══ Fragmento del texto ══

¿QUÉ ES EL ATEÍSMO? - Definición-
Los «maestros de la sospecha»: Marx, Nietzsche y Freud
Ateísmo
Doctrina
que profesa quien defiende que no hay Dios (o dioses). De hecho,
etimológicamente procede del término griego theós,
‘dios’, y del alfa privativa: a-theós,
‘sin dios’. En este sentido, el ateísmo se opone tanto al teísmo fuerte —que, en su versión monoteísta, filosófica, afirma la
posibilidad de demostrar la existencia del Dios personal, creador, omnipotente,
bondadoso, etc. —, como al teísmo débil,
comúnmente llamado deísmo —que, ya
sea en su versión aristotélica o ilustrada, defiende la posibilidad de
demostrar que existe sólo en tanto que causa primera o Primer Motor. Las razones por las
que un ateo niega la existencia de Dios pueden ser de tres tipos:
ontoepistémicas, semánticas o históricas.
Las
ontoepistémicas están ligadas a los sistemas filosóficos monistas: esto es, aquellos que sostienen la existencia de una sola
clase de sustancia —sea espiritual o material—, o de un solo principio —también
espiritual o material— para explicar el conjunto de la realidad. El monismo
materialista (del que son ejemplo el atomismo, el epicureísmo, el materialismo
francés ilustrado o el materialismo dialéctico) negaría la existencia de
cualquier realidad divina y trascendente porque todo es material o reducible a
materia; el monismo idealista (cercano, en algunas versiones, al panteísmo)
negaría la idea de un Dios-sustancia separado del mundo y, en consecuencia,
defendería la identificación de Dios con el mundo (Spinoza, Hegel), o con el
orden —o gobierno— moral del mundo (Fichte).
Desde
el punto de vista semántico (también epistémico), han sido por lo general
pensadores de la tradición empirista los que, más allá del indiferentismo agnóstico,
han denunciado la ilicitud de los discursos con los que los metafísicos
pretenden hacer una defensa argumentada de la existencia de Dios.

═══
══ Líneas de datos ══

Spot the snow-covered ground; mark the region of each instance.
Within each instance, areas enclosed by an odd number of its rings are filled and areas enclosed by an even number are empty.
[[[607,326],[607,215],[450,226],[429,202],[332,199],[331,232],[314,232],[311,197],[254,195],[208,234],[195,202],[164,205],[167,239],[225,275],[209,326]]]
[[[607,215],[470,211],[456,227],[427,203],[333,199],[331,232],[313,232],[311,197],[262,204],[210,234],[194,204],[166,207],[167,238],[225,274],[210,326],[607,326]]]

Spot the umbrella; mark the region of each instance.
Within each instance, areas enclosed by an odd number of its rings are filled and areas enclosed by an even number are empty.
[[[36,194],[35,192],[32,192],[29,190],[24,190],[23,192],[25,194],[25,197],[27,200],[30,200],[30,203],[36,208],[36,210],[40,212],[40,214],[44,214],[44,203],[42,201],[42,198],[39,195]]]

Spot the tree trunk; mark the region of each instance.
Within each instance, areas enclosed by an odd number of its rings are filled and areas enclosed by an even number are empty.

═══

Instrucciones:
Contesta estas preguntas con lo que dice el fragmento sobre el ateísmo.
1. ¿De qué palabra griega viene «ateísmo» y qué significa?
2. ¿De qué tres tipos pueden ser las razones por las que un ateo niega la existencia de Dios?
3. ¿Qué ejemplos de monismo materialista se mencionan?

Respuesta escrita:
1. Viene de theós, «dios», con la alfa privativa: a-theós, «sin dios».
2. Ontoepistémicas, semánticas o históricas.
3. El atomismo, el epicureísmo, el materialismo francés ilustrado y el materialismo dialéctico.